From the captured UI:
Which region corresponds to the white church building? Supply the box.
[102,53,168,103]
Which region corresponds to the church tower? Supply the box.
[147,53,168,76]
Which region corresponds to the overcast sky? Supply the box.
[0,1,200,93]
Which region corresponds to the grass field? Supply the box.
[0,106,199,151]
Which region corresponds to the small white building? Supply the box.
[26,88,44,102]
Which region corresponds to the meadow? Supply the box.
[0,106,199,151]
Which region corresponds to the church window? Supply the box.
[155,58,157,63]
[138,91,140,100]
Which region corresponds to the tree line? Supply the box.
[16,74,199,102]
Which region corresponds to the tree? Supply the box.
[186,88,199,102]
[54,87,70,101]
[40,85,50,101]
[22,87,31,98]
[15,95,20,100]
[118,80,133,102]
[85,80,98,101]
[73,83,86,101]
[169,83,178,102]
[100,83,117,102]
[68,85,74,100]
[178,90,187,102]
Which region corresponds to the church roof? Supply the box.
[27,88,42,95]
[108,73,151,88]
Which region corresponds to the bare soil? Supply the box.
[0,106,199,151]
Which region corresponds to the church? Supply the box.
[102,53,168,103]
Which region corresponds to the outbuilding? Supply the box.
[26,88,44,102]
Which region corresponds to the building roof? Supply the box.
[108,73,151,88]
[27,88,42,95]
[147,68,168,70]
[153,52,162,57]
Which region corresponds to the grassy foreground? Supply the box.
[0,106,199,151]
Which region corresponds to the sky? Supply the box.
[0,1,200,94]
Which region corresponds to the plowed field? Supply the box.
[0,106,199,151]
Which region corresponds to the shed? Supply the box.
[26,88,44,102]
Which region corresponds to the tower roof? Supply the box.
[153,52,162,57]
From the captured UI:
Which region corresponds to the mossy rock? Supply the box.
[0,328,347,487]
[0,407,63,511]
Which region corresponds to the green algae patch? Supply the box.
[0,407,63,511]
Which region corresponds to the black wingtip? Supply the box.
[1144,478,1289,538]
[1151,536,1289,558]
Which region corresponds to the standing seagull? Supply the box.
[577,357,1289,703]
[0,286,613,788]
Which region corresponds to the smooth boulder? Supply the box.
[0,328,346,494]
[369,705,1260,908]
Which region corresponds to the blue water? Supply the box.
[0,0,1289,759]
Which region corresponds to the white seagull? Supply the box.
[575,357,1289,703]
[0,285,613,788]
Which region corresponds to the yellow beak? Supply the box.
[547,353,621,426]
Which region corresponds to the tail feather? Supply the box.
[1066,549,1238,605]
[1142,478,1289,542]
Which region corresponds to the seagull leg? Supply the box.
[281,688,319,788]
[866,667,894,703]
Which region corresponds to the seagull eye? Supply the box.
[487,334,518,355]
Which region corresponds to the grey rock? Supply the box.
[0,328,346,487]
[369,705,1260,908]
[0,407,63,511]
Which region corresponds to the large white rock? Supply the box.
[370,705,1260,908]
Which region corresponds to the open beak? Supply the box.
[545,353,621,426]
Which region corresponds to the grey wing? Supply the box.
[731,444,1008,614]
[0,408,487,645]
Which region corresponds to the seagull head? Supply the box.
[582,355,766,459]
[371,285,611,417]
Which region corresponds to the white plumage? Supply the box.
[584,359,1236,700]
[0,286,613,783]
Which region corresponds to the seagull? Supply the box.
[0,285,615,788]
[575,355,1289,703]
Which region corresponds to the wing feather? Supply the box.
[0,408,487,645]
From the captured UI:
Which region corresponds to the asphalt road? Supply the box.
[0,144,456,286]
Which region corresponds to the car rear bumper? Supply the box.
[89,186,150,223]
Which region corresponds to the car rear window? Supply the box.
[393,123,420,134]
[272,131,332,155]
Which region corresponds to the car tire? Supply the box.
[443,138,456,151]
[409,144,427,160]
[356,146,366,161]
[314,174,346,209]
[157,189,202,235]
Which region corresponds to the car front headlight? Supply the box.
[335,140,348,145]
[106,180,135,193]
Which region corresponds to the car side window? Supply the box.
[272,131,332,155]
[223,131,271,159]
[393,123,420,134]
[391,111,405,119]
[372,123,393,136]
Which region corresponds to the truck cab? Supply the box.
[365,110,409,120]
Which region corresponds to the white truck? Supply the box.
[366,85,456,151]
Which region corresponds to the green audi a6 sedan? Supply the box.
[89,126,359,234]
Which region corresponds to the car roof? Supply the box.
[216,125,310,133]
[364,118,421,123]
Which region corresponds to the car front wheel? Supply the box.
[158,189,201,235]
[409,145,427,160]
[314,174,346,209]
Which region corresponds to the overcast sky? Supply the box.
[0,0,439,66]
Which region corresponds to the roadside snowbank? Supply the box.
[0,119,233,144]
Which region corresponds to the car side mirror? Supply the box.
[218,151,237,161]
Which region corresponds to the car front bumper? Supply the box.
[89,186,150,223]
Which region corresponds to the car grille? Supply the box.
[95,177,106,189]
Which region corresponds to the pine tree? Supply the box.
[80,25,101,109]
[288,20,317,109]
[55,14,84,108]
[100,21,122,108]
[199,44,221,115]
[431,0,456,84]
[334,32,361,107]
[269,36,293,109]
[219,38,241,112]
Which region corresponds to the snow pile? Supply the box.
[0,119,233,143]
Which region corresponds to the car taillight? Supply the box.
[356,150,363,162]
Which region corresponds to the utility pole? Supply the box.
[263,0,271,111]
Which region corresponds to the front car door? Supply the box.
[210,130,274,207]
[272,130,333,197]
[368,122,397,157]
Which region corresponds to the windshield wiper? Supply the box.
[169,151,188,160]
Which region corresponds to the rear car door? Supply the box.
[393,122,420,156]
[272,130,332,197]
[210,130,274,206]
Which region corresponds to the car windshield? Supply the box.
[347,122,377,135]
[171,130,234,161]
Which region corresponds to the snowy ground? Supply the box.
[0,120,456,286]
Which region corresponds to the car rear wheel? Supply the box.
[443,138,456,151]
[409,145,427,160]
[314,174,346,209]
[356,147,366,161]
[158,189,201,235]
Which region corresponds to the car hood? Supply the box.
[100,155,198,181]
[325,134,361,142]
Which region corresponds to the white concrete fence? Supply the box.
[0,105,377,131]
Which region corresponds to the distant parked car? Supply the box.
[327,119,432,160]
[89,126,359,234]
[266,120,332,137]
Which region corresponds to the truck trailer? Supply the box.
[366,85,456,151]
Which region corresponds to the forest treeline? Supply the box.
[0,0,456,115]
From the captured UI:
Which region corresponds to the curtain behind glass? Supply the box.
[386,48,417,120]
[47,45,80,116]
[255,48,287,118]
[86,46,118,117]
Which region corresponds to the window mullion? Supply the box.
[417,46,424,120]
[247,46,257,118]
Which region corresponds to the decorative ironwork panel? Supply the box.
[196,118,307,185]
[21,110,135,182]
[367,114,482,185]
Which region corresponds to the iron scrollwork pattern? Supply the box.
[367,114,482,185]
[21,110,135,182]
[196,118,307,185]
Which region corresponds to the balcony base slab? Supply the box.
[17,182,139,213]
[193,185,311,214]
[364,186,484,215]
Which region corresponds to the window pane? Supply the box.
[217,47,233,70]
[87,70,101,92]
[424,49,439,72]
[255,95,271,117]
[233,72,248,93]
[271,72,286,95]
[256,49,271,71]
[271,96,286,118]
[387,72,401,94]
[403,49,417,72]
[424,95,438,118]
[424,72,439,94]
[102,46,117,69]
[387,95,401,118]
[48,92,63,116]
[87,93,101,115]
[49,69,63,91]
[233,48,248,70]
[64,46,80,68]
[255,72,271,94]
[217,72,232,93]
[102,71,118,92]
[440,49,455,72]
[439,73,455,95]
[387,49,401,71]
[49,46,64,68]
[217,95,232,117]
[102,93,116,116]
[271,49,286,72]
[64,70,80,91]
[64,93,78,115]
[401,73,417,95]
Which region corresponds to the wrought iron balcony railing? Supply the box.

DO THIS:
Transcribe the material above in its entirety. Match it exactly.

PROBLEM SOLUTION:
From the captured UI:
Which region corresponds to the white church building? Supply the box.
[102,53,168,103]
Which region corresponds to the church tower? Supply the box.
[147,53,168,76]
Which region corresponds to the overcast sky? Supply the box.
[0,1,200,93]
Which region corresponds to the grass field? Supply the box.
[0,106,199,151]
Which region corresponds to the small white building? Supply the box.
[26,88,44,102]
Which region corresponds to the meadow? Supply the box.
[0,106,199,151]
Which region corresponds to the church window? Supply the box.
[155,58,157,63]
[138,91,140,100]
Which region corresponds to the tree line? Supply the box.
[16,74,199,102]
Which region corresponds to the tree? Supply the box.
[186,88,199,102]
[54,87,70,101]
[40,85,50,101]
[22,87,31,98]
[15,95,20,100]
[118,80,133,102]
[85,80,98,101]
[73,83,86,101]
[169,83,178,102]
[100,83,117,102]
[68,85,74,100]
[178,90,187,102]
Which region corresponds to the church roof? Supply the box.
[27,88,42,95]
[108,73,151,88]
Which region corresponds to the bare soil? Supply the box.
[0,106,199,151]
Which region corresponds to the church? Supply the box.
[102,53,168,103]
Which region corresponds to the outbuilding? Supply the box.
[26,88,44,102]
Which region corresponds to the building roof? Supply the box.
[108,73,151,88]
[27,88,42,95]
[147,68,168,70]
[153,52,162,57]
Which region corresponds to the grassy foreground? Supply the box.
[0,106,199,151]
Which region corresponds to the sky? Supply the box.
[0,1,200,94]
Which region corresponds to the plowed field? Supply the box.
[0,106,199,151]
Which region corresponds to the shed? Supply the box.
[26,88,44,102]
Which region corresponds to the tower roof? Supply the box.
[153,52,162,57]
From the captured UI:
Which region corresponds to the mossy rock? Supply the box.
[0,328,347,487]
[0,407,63,511]
Which region corresponds to the green algae patch? Supply the box.
[0,407,63,511]
Which region corresponds to the black wingtip? Supply the box.
[1144,478,1289,538]
[1151,536,1289,558]
Which region corresponds to the standing seagull? Supply the box.
[577,357,1289,703]
[0,286,613,788]
Which region corresponds to the smooth boulder? Supply the box.
[0,328,346,494]
[369,705,1260,908]
Which region corresponds to the blue water? Supply the box.
[0,0,1289,759]
Which region corresponds to the white seagull? Supply the box.
[575,357,1289,703]
[0,285,613,788]
Which region corresponds to the yellow beak? Supply the box.
[547,353,621,426]
Which region corresponds to the tail feather? Supply the box.
[1066,549,1238,605]
[1142,478,1289,542]
Which region corresponds to the seagull leg? Supply the box.
[281,688,319,788]
[866,667,894,703]
Which region corresponds to the seagull eye? Supply the box.
[487,334,518,355]
Which region corresponds to the grey rock? Supply the box.
[0,328,346,487]
[369,705,1260,908]
[0,407,63,511]
Which region corresponds to the large white rock? Supply the box.
[370,705,1260,908]
Which region corresponds to the open beak? Supply the box.
[545,353,621,426]
Which region corresponds to the grey wing? Supply the box.
[731,444,1008,614]
[0,408,487,645]
Which region corresponds to the seagull head? Supply the box.
[582,355,766,459]
[371,285,611,417]
Which region corresponds to the white plumage? Supply the box.
[584,359,1236,700]
[0,286,613,783]
Which region corresponds to the seagull? Supply the box.
[0,285,615,788]
[575,355,1289,703]
Which region corresponds to the wing feather? Supply the box.
[0,408,487,645]
From the captured UI:
Which region corresponds to the asphalt road? Supply the box.
[0,144,456,286]
Which region corresponds to the car rear bumper? Supply the box.
[89,186,150,223]
Which region corresponds to the car rear window? Supply the box.
[393,123,420,134]
[272,131,332,155]
Which region corresponds to the car tire? Supply the box.
[443,138,456,151]
[409,144,427,160]
[356,146,366,161]
[314,174,346,209]
[157,189,202,235]
Which region corresponds to the car front headlight? Supply the box.
[335,140,348,145]
[106,180,135,193]
Which region corresponds to the car side window? Supply the box.
[272,131,332,155]
[223,131,271,159]
[393,123,420,134]
[391,111,405,119]
[372,123,393,136]
Which region corresponds to the truck cab? Supply the box.
[365,110,409,120]
Which region corresponds to the white truck? Supply the box.
[366,85,456,151]
Which region corresponds to the green audi a6 sedan? Supply the box.
[89,126,359,234]
Which region corresponds to the car roof? Supply the box.
[216,125,310,133]
[364,118,421,123]
Which region corresponds to the car front wheel? Supply the box.
[158,189,201,235]
[409,145,427,160]
[314,174,346,209]
Which region corresponds to the overcast sky? Supply the box.
[0,0,439,66]
Which region corresponds to the roadside snowbank? Supply the box.
[0,119,233,144]
Which region corresponds to the car side mirror? Supply the box.
[218,151,237,161]
Which region corresponds to the car front bumper? Supply the box.
[89,186,150,223]
Which region corresponds to the car grille? Supply the box.
[95,177,106,189]
Which region corresponds to the pine tree? Supply the box.
[80,25,101,109]
[288,20,317,109]
[55,14,84,108]
[100,21,122,108]
[199,44,221,115]
[431,0,456,84]
[334,32,361,107]
[269,36,293,109]
[219,38,241,112]
Which region corresponds to the snow pile? Supply the box.
[0,119,233,143]
Which region corresponds to the car taillight? Supply the box.
[356,150,363,162]
Which region corresponds to the utility pole? Supply the box.
[263,0,271,111]
Which region corresponds to the front car door? Supply the box.
[210,130,274,207]
[272,130,333,197]
[368,122,397,157]
Which region corresponds to the windshield wiper? Supply the box.
[169,151,188,160]
Which region corresponds to the rear car door? Supply the box.
[393,122,420,156]
[272,130,332,197]
[210,130,274,206]
Which region corresponds to the car windshield? Supply the box.
[347,122,377,135]
[171,130,234,161]
Which region corresponds to the snowy ground? Supply the box.
[0,120,456,286]
Which region corresponds to the car rear wheel? Supply the box.
[443,138,456,151]
[409,145,427,160]
[314,174,346,209]
[356,147,366,161]
[158,189,201,235]
Which region corresponds to the car hood? Supply the box.
[100,155,198,181]
[325,134,361,142]
Which region corresponds to the white concrete fence? Supply the box.
[0,105,377,131]
Which region corresponds to the distant parked car? Supply the box.
[327,119,432,160]
[89,126,359,234]
[266,120,332,137]
Which region corresponds to the truck trailer? Supply the box.
[366,85,456,151]
Which region corresponds to the forest treeline? Supply the box.
[0,0,456,115]
From the captured UI:
Which region corresponds to the curtain behind glass? Supply the box.
[386,48,417,120]
[47,45,80,116]
[255,48,287,118]
[86,46,118,117]
Which region corresponds to the window mullion? Supply the box.
[417,46,424,120]
[247,46,257,118]
Which region corresponds to the decorative ironwork panel? Supply the box.
[196,118,307,185]
[21,110,135,182]
[367,114,482,185]
Which region corresponds to the iron scrollwork pattern? Supply the box.
[367,114,482,185]
[21,110,135,182]
[196,118,307,185]
Which region corresponds to the balcony base slab? Supply the box.
[17,182,139,213]
[193,185,311,214]
[364,186,484,215]
Which region corresponds to the window pane? Supply the box.
[217,47,233,70]
[87,70,101,92]
[424,49,439,72]
[255,95,271,117]
[233,72,248,93]
[271,72,286,95]
[256,49,271,71]
[271,96,286,118]
[387,72,401,94]
[403,49,417,72]
[424,95,438,118]
[424,72,439,94]
[102,46,117,69]
[387,95,401,118]
[48,92,63,116]
[87,93,101,115]
[49,69,63,91]
[233,48,248,70]
[64,46,80,68]
[255,72,271,94]
[217,72,232,93]
[102,71,118,92]
[440,49,455,72]
[439,73,455,95]
[387,49,401,71]
[49,46,64,68]
[217,95,232,117]
[102,93,116,116]
[271,49,286,72]
[64,70,80,91]
[64,93,78,115]
[401,73,417,95]
Which region corresponds to the wrought iron balcony railing? Supply the box.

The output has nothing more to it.